Text passage —
———

There's no news to be gleaned from the broadcasts before projections are made and sometimes less than no news after, as the candidate comes out to concede the race or claim victory. Personally, I'd rather be beaten with a dung-caked rake and forced to watch an infomercial about skin-care products than endure another two-way conversation, a concession speech, or a victory celebration on election night. If you watch TV coverage compulsively on election night, you must admit to yourself that it's out of habit and nothing else. If your political fanaticism was real, you'd be banging the URLs on your computer, not the TV remote.

You're completely wasting your time if you tune in before 7 p.m. (Eastern time), when the first statewide polls close in Indiana, Kentucky, Georgia, Florida, South Carolina, Vermont, and Virginia. Better to flick on your TV set right at 7 p.m., when the networks will unleash the first of the projections or, better yet, subscribe to a news site's e-mail "news alert" service (here's MSNBC.com's) for breaking news and keep the TV set dark until 8 p.m., by which time another 19 statewide races will have finished collecting votes. Again, it makes little or no difference which network you watch. They'll make the same projections at roughly the same times. When I watch coverage at home, I play cable roulette with the news channels to keep any single anchor from getting under my skin.

———

Given information —
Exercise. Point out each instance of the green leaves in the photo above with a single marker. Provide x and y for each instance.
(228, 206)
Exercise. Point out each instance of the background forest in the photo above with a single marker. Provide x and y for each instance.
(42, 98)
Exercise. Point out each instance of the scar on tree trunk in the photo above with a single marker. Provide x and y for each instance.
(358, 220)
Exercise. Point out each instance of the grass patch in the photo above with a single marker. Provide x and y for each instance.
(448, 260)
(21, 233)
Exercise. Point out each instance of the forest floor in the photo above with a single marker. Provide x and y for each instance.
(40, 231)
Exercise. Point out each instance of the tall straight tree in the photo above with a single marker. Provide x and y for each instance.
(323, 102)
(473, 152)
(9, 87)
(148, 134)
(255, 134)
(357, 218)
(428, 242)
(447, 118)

———

Task set —
1 - According to the text on election-night TV coverage, how many more statewide races will have finished collecting votes by 8 p.m.?
2 - Reproduce word for word the stretch of the election-night coverage text that starts with the words containing "You're completely wasting" and ends with "under my skin.".

Results by task —
1 - Another 19 statewide races.

2 -
You're completely wasting your time if you tune in before 7 p.m. (Eastern time), when the first statewide polls close in Indiana, Kentucky, Georgia, Florida, South Carolina, Vermont, and Virginia. Better to flick on your TV set right at 7 p.m., when the networks will unleash the first of the projections or, better yet, subscribe to a news site's e-mail "news alert" service (here's MSNBC.com's) for breaking news and keep the TV set dark until 8 p.m., by which time another 19 statewide races will have finished collecting votes. Again, it makes little or no difference which network you watch. They'll make the same projections at roughly the same times. When I watch coverage at home, I play cable roulette with the news channels to keep any single anchor from getting under my skin.